**WRITTEN INSTRUCTION 1**: According to the article about the 2011 Manipuri film below, where was the film released?
**WRITTEN INSTRUCTION 2**: Write a continuation of the article about the 2011 Manipuri film below, starting after its final sentence.

**DOCUMENT SECTION**:
=-=-=

- Poster
- Directed by: Bijgupta Laishram
- Screenplay by: Bijgupta Laishram
- Story by: Bijgupta Laishram
- Produced by: T. Baruni Devi
- Starring: Gokul Athokpam Bala Hijam Ashok Seleibam
- Cinematography: Radhamohon
- Edited by: K. Bimol Sharma
- Music by: Gopi (KOG) Background Score: Pee
- Production company: Baruni Films
- Distributed by: Baruni Films
- Release date: 3 June 2011;
- Running time: 150 minutes
- Country: India
- Language: Meiteilon (Manipuri)

= Luhongbagi Ahing =

Lugongbagi Ahing (English: Marriage Night) is a 2011 Manipuri film directed by Bijgupta Laishram and produced by T. Baruni Devi, under the banner of Baruni Films. The film features Gokul Athokpam, Bala Hijam and Ashok Seleibam in the lead roles. The film was released at Classic Hotel, Imphal on 3 June 2011. It is a 2011 blockbuster film.

=-=-=

(Records)
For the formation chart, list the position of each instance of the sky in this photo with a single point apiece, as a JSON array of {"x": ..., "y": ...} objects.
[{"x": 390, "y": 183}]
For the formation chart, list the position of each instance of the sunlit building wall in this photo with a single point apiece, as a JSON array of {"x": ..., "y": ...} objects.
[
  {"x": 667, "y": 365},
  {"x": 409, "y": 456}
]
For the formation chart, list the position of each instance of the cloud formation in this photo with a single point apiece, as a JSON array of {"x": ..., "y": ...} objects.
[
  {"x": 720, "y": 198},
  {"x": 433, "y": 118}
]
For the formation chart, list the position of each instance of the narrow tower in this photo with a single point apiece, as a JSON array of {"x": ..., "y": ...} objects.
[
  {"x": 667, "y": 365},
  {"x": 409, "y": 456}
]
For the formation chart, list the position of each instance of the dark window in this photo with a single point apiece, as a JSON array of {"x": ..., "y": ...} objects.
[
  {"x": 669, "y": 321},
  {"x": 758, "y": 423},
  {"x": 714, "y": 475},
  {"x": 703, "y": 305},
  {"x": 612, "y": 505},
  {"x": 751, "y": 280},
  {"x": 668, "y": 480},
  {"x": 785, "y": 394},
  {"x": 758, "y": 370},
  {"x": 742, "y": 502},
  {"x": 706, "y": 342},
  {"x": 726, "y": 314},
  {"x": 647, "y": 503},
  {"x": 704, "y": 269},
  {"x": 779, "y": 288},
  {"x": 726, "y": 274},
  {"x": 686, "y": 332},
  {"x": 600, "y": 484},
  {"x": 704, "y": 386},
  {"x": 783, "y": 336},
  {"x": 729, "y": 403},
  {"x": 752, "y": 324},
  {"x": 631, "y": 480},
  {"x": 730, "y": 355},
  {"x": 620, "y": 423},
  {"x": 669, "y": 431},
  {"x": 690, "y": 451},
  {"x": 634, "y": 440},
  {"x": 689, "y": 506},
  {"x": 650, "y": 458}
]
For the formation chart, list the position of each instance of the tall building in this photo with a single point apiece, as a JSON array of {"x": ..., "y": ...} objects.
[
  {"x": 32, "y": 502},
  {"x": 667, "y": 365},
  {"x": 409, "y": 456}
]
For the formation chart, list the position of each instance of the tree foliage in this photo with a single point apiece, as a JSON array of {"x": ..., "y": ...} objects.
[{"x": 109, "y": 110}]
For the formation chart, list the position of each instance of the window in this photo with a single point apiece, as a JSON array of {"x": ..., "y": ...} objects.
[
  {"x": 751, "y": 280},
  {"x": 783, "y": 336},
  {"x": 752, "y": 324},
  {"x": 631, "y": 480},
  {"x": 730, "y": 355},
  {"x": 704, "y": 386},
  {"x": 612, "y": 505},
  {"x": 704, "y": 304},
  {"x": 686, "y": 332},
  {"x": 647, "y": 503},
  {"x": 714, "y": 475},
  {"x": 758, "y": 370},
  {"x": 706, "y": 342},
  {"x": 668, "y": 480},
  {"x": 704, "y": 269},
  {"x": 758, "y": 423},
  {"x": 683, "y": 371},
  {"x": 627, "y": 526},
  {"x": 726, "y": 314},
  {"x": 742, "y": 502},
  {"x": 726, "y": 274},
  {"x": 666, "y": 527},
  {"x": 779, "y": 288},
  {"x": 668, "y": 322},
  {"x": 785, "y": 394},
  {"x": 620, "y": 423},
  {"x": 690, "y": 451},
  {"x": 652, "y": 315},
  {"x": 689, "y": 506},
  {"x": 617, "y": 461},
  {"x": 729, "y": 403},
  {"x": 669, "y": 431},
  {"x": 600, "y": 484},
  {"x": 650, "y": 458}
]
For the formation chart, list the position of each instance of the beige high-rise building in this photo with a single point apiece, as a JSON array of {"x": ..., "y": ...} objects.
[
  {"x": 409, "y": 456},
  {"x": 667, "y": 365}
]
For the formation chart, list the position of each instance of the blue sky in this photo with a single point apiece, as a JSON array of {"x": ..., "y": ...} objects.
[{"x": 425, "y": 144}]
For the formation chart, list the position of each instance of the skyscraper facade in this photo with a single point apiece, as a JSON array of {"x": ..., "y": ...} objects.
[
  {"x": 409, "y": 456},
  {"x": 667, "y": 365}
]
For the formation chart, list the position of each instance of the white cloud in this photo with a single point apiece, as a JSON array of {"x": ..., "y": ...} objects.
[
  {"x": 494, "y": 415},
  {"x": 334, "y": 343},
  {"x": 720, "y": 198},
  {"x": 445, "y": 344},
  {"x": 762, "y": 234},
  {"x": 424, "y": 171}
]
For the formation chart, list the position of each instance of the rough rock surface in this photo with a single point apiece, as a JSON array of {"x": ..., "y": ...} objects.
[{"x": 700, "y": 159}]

=-=-=

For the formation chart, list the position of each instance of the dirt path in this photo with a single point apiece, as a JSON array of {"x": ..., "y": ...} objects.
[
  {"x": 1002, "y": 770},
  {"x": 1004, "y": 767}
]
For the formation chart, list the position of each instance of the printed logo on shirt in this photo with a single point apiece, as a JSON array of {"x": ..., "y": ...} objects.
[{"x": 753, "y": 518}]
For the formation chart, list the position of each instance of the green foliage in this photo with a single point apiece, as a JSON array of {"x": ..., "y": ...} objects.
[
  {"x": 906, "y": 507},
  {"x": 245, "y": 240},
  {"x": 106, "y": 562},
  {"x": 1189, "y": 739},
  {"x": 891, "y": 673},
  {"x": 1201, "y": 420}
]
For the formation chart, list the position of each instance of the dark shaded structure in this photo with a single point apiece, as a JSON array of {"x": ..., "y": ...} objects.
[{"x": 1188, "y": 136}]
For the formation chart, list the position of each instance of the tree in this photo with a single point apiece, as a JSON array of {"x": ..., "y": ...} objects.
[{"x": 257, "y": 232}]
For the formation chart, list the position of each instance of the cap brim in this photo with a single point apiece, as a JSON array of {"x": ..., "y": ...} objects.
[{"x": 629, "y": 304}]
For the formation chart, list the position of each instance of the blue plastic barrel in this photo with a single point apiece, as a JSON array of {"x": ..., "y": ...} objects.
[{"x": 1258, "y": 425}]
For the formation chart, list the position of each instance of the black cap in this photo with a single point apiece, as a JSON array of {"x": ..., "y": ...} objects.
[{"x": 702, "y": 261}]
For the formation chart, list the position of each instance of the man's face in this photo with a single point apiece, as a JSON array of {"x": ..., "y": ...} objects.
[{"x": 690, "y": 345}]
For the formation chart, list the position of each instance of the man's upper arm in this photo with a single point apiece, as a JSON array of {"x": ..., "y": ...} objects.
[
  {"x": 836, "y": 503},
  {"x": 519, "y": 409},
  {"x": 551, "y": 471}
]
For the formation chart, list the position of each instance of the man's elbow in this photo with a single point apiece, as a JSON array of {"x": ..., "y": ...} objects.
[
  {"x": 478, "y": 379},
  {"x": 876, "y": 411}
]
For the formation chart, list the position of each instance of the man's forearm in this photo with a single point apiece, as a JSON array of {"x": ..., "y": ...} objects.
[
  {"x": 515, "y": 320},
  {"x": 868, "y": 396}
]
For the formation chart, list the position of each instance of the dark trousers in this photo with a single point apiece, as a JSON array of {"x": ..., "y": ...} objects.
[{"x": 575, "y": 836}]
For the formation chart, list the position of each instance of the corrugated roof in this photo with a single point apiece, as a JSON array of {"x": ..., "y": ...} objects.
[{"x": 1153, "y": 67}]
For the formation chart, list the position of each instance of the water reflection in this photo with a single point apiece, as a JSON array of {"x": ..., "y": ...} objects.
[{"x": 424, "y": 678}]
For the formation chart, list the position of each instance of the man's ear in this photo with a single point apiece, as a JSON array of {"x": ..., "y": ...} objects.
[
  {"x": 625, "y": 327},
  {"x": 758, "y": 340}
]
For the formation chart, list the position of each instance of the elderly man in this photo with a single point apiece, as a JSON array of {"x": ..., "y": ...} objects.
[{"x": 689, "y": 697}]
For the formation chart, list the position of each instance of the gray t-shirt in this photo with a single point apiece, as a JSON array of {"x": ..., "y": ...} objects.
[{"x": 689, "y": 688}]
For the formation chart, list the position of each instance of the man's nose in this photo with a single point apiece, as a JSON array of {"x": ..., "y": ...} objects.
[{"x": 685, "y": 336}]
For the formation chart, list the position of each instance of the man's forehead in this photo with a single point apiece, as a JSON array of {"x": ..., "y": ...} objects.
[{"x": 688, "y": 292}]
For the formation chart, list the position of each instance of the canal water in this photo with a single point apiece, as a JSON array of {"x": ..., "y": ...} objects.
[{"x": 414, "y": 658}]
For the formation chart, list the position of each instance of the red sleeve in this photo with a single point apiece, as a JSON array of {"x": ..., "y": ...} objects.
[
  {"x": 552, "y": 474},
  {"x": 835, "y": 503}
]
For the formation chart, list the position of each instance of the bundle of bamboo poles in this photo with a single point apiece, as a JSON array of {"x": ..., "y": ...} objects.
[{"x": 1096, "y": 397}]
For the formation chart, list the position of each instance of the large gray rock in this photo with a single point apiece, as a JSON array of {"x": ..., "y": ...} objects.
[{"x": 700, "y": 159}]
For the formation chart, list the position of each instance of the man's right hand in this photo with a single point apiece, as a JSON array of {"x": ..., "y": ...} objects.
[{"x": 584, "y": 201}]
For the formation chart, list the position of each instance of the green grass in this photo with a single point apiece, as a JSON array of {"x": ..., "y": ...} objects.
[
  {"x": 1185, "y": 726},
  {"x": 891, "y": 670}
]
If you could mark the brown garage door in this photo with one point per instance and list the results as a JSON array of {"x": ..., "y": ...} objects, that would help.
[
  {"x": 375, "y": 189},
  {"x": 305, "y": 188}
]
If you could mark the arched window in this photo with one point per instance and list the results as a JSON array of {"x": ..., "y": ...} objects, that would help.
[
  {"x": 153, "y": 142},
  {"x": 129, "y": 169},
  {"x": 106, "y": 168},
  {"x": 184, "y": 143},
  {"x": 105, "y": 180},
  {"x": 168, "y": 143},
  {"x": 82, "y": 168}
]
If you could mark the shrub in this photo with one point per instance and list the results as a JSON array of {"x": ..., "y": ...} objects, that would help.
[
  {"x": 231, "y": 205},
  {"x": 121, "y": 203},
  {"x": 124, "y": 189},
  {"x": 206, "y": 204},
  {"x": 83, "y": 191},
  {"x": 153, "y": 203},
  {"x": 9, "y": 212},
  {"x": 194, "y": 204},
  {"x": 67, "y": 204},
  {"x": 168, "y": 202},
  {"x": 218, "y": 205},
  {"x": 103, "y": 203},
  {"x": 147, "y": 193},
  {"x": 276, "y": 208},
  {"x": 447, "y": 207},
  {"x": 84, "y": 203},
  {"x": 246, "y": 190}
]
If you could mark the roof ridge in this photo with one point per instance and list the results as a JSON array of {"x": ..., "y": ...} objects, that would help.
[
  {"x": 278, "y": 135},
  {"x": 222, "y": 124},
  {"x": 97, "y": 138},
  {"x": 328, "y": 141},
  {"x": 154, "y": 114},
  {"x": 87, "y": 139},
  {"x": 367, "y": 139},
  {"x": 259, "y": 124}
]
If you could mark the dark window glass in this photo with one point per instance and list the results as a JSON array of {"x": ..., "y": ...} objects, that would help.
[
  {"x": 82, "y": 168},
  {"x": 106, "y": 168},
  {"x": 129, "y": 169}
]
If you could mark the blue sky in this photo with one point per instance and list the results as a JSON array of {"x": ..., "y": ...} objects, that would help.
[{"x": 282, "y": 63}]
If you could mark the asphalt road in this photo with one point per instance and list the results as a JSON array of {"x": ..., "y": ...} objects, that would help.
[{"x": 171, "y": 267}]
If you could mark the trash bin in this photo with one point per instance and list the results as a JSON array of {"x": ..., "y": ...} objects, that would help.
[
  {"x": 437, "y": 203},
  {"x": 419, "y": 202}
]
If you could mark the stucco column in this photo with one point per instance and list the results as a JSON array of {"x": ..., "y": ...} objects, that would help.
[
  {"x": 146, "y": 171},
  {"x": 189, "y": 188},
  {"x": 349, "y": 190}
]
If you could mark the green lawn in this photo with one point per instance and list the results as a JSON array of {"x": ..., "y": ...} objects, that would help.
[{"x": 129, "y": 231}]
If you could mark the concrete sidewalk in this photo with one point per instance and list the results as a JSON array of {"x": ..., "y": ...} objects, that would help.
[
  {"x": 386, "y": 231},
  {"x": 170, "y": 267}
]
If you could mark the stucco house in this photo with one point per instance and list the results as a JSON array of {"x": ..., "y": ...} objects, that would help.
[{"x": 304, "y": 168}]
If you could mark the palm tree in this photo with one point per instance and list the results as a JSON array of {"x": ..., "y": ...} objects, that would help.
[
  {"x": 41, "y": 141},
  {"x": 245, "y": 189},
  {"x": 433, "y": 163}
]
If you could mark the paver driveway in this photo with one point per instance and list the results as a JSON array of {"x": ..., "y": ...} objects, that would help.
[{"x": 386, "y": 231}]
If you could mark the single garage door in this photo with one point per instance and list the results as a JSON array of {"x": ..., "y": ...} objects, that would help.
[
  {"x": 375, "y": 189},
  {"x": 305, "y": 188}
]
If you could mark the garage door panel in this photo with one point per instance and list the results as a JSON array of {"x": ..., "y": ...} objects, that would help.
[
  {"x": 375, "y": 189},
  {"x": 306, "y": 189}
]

=-=-=

**RIGHT ANSWER 1**: Classic Hotel, Imphal

**RIGHT ANSWER 2**:
==Cast==
- Gokul Athokpam as Koireng
- Bala Hijam as Purnima
- Ashok Seleibam as Chinglemba
- Sonia Hijam as Langlen, Koireng's sister
- Ghanashyam
- Wangkhem Lalitkumar
- Narendra Ningomba as Koireng's brother
- SP Ingocha Yanglem
- Laishram Lalitabi as Koireng's mother
- Heisnam Geeta as Purnima's mother
- Philem Puneshori as Koireng's sister-in-law

==Soundtrack==
Gopi (KOG) composed the soundtrack for the movie. Ghanashyam and Bijgupta Laishram wrote the lyrics.

| No. | Title | Music | Singer(s) | Length |
|---|---|---|---|---|
| 1. | "Yamna Ngak E Nangse" | Gopi (KOG) | Mandakini Takhellambam, Huidrom Nowboy | 05:03 |
| 2. | "Punshi Punshi" | Gopi (KOG) | Pushparani Huidrom | 03:48 |
| 3. | "Amambada Nongthangbu Kijaruba" | Gopi (KOG) | Huidrom Nowboy, Pushparani Huidrom | 04:50 |
| Total length: |  |  |  | 13:39 |

==Accolades==
The movie bagged two awards out of the five nominations at the 1st Sahitya Seva Samiti MANIFA held in 2012. Pushparani Huidrom and Gopi (KOG) won the awards.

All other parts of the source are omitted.